#### [Request A]
Render the rows below as a numbered list, from the first row through the line holding "140L42 157L87 132L47", inclusive, and leave out any blank lines.
== Given passage
Since a few months ago, we have been hearing a lot about “Blockchain” without really understanding this technology, which is often presented as revolutionary.
But what is Blockchain ? How does it work ? These are the questions we will answer in this article.
What’s Blockchain ?
Blockchain is an information storage and transmission technology that is transparent, secure and operates without a central control unit.
Blockchain is a peer-to-peer technology that we can define as a database that contains the history of all exchanges between its users since its creation. This database is secure and distributed: it is shared by its various users,without third parties, which allows everyone to check the validity of the chain.
Thanks to Blockchain, it is therefore possible to save all transactions, data and information, in addition to all of that, it is accessible and can be consulted by everyone and for free !
There are public blockchains, open to all, and private blockchains, whose access and use is limited to a certain number of actors.
Birth of Blockchain ?
The first blockchain appeared in 2008 when Satoshi Nakamoto created the Bitcoin. It is not known whether this pseudonym designates a person or a group of programmers.
These two inventions are linked because the “blockchain” is the infrastructure on which the bitcoin is based. It’s thanks to Blockchain that the first transaction of Bitcoin in May 2010 was a success, and it’s still thanks to it that all Bitcoin’s transactions occur today.
Bitcoin could not exist without this technology, but the reverse is not true. Today, businesses and governments are considering the use of this technology for more than just digital money.
How it works ?
The transparency of this system is based on the fact that all exchanges between users since the first transaction are saved.
These exchanges are saved in the form of “transaction blocks” which, when put together, form a “chain”… “blockchain”!
Transactions between users are grouped into blocks. Each block is validated by network nodes or “miners”, when there is proof of work (which in the case of the bitcoin consists in solving algorithmic problems).
====
== Recorded data
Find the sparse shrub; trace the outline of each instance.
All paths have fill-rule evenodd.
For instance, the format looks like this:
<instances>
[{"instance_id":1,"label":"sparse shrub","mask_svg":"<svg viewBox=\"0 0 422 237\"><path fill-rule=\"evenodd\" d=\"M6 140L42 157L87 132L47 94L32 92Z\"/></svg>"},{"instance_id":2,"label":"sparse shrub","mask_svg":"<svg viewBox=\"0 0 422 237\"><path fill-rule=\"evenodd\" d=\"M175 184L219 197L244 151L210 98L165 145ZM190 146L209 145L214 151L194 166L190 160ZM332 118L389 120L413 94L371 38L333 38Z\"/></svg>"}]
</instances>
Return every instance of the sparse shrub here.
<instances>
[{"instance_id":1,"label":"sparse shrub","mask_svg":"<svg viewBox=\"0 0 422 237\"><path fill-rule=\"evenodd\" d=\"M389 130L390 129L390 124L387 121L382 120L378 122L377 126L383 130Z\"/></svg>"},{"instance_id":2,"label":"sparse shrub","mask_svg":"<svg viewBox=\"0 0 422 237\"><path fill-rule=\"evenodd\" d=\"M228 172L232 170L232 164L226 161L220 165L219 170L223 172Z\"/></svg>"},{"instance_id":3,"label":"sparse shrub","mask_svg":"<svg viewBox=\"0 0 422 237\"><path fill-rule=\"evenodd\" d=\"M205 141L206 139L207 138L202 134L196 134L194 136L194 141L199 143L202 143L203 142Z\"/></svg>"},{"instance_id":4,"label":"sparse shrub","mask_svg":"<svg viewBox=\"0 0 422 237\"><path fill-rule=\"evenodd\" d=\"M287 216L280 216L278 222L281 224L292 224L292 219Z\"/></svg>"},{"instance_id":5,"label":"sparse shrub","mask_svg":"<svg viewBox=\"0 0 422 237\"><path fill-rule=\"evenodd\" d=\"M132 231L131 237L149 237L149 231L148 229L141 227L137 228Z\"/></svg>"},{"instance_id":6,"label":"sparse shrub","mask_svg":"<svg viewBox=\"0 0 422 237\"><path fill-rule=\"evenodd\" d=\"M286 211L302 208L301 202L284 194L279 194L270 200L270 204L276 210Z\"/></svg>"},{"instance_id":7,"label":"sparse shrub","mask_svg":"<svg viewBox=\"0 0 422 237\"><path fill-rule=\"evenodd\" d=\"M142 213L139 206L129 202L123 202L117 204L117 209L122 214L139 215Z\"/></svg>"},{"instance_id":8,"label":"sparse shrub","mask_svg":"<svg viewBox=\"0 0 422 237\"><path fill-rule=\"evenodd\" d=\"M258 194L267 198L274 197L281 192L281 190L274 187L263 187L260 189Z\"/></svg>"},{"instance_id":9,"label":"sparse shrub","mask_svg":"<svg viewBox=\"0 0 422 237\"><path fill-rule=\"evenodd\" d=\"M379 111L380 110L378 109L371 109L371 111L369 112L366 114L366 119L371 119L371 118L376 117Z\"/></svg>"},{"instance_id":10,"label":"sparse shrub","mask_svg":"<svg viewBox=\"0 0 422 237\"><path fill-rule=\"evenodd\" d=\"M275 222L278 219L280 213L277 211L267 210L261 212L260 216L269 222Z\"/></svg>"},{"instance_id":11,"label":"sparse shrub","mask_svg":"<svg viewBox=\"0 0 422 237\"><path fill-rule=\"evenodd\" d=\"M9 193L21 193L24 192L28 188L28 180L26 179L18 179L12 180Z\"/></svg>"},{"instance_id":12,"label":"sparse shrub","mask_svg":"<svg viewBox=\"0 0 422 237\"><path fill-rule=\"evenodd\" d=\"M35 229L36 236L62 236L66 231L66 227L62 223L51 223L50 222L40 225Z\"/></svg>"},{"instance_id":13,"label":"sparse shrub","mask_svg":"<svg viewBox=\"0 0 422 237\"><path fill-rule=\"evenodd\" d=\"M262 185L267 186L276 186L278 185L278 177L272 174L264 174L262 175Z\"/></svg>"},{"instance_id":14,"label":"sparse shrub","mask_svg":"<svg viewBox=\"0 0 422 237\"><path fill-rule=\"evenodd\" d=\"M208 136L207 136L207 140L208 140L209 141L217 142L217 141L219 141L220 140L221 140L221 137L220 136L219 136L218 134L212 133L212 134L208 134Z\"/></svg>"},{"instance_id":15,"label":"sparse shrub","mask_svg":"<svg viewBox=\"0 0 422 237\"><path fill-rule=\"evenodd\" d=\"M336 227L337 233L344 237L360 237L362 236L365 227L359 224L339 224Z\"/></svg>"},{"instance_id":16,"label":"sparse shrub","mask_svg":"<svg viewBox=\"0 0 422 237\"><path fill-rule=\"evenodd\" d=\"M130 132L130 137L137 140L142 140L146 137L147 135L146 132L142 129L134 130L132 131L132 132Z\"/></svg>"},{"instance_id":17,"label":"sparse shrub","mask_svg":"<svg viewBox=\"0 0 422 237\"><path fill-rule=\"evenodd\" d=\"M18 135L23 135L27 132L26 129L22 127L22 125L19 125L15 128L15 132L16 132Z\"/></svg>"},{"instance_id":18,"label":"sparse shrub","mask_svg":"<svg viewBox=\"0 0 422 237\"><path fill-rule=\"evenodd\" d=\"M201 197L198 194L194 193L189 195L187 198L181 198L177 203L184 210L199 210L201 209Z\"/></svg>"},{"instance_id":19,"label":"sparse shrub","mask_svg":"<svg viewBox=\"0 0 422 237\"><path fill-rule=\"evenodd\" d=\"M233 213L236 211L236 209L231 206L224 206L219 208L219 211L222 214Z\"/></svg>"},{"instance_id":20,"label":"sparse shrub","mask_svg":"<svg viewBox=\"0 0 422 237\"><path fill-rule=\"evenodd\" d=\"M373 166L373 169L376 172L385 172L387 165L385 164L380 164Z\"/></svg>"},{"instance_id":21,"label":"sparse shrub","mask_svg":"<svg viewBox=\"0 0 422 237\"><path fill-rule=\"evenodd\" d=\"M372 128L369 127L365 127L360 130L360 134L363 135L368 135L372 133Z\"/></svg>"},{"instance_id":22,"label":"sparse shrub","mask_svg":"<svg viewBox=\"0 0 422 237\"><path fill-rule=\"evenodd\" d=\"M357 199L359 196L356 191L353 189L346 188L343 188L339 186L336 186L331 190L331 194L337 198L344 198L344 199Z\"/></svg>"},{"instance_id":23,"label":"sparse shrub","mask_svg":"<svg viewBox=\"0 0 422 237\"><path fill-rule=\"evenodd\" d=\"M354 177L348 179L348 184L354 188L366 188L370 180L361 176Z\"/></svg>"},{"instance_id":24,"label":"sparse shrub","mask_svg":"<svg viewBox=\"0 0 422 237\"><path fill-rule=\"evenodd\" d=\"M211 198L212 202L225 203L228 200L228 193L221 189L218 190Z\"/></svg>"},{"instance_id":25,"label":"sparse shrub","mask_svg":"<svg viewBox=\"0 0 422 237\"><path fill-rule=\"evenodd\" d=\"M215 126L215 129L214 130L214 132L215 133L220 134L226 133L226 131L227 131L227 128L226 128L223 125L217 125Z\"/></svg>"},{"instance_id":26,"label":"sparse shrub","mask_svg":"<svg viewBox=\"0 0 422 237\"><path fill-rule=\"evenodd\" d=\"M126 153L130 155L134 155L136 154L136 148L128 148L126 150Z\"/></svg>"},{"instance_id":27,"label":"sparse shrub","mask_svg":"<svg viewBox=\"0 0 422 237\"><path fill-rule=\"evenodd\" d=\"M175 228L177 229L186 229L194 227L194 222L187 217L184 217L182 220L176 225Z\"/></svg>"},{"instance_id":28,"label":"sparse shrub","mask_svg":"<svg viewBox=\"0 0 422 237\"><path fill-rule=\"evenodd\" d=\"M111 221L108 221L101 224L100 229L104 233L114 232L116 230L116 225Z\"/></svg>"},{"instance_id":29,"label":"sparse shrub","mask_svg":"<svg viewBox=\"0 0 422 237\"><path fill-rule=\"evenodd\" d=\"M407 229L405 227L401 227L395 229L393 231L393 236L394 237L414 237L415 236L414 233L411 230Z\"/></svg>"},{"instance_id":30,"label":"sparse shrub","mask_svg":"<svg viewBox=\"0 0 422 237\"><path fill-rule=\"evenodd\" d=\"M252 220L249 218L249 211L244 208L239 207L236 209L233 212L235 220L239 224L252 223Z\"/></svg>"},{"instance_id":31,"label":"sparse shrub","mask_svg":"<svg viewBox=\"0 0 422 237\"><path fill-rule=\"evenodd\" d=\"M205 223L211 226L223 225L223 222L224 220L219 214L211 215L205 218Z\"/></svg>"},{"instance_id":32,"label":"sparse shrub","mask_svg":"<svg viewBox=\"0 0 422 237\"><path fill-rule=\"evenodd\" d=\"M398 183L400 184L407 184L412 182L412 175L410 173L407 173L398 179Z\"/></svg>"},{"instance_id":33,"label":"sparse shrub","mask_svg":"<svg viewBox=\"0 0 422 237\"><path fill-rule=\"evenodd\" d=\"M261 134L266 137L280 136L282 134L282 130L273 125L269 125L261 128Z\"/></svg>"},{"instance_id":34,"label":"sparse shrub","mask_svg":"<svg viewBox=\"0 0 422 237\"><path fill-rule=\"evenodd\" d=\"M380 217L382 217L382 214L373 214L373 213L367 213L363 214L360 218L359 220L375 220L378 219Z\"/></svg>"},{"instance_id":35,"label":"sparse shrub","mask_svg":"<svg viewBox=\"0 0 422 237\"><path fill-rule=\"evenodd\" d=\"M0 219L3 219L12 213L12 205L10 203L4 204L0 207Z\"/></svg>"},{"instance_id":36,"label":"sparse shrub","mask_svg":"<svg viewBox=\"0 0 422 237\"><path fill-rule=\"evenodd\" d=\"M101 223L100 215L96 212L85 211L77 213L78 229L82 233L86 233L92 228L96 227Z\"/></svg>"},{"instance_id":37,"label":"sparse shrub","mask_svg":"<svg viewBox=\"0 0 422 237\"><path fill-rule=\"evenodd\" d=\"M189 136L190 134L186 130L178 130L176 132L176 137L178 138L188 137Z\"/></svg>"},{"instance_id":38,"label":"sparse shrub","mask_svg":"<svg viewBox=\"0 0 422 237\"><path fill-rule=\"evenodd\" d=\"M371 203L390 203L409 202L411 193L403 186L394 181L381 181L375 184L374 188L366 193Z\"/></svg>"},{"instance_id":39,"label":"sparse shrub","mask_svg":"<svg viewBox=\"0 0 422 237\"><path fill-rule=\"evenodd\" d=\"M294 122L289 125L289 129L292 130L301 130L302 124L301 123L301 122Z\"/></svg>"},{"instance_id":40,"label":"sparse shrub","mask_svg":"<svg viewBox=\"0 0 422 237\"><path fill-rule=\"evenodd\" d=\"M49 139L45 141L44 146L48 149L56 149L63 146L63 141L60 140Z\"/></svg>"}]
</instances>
====
#### [Request B]
Copy word for word the part of the blockchain article between "Since a few" and "central control unit.", inclusive.

#### [Output A]
1. Find the sparse shrub; trace the outline of each instance.
2. All paths have fill-rule evenodd.
3. For instance, the format looks like this:
4. <instances>
5. [{"instance_id":1,"label":"sparse shrub","mask_svg":"<svg viewBox=\"0 0 422 237\"><path fill-rule=\"evenodd\" d=\"M6 140L42 157L87 132L47 94L32 92Z\"/></svg>"},{"instance_id":2,"label":"sparse shrub","mask_svg":"<svg viewBox=\"0 0 422 237\"><path fill-rule=\"evenodd\" d=\"M175 184L219 197L244 151L210 98L165 145ZM190 146L209 145L214 151L194 166L190 160ZM332 118L389 120L413 94L371 38L333 38Z\"/></svg>"}]

#### [Output B]
Since a few months ago, we have been hearing a lot about “Blockchain” without really understanding this technology, which is often presented as revolutionary.
But what is Blockchain ? How does it work ? These are the questions we will answer in this article.
What’s Blockchain ?
Blockchain is an information storage and transmission technology that is transparent, secure and operates without a central control unit.